> DO THIS
Render the data below as a JSON list of strings, one string per line, skipping blank lines. Leave the pictures out of your answer.
=====
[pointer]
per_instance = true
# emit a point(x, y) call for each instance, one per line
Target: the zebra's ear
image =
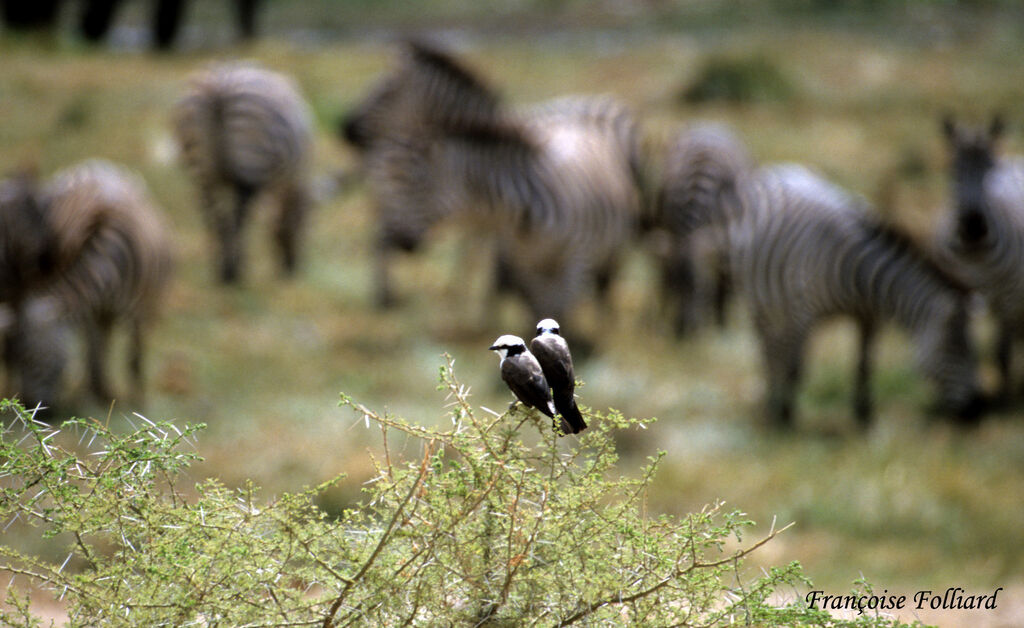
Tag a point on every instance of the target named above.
=====
> OUTPUT OF THE TASK
[
  "[pointer]",
  "per_instance = true",
  "# emit a point(x, y) call for each instance, one per line",
  "Target: the zebra's ear",
  "image =",
  "Tag a point on every instance of the target named above."
]